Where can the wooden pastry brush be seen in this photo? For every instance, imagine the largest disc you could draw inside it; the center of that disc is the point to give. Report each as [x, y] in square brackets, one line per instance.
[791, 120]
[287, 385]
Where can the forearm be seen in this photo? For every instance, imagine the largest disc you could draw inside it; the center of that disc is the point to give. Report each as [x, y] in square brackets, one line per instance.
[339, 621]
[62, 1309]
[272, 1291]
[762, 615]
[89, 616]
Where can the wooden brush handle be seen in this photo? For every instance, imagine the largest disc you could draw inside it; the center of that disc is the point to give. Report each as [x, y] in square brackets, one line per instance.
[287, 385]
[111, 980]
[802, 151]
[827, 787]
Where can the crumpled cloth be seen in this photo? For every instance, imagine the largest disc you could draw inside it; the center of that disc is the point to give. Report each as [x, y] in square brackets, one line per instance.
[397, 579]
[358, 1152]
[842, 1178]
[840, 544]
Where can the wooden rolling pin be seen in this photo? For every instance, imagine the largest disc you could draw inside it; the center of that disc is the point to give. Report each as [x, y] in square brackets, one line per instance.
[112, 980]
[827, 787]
***
What is needed >> Go through the records and copy all of them exactly.

Task response >>
Where can the wooden pastry brush be seen in this photo? For every instance, imagine the largest disc you could draw inside it; the center of that disc is the point to give. Report each as [x, y] in square brackets, one line per instance.
[791, 120]
[287, 385]
Where can the forearm be seen in this photo? For every instance, imagine the largest disc you could draw inside it; the center of that disc is the point to give. Report each as [x, y] in square brackets, one line per instance.
[339, 621]
[62, 1309]
[272, 1291]
[762, 615]
[89, 616]
Where can the wooden brush handle be seen in this photo? For every instance, imagine the largest disc you could draw inside it; the center of that disc is the point to give. Report each as [x, y] in square brackets, one line per instance.
[287, 385]
[111, 980]
[802, 151]
[827, 787]
Where can the crumpled cloth be seen in this photo? For every instance, imagine the largest disc you could draw inside it; the center of that disc is the point to give. Report each as [x, y] in square brackets, one line per instance.
[397, 579]
[358, 1152]
[842, 1178]
[840, 544]
Where can the wooden rolling pin be seen in this photo? For every instance, imagine the largest disc you could draw inside it; the center of that disc is the point to give. Report each as [x, y] in square brackets, one line per instance.
[112, 980]
[827, 787]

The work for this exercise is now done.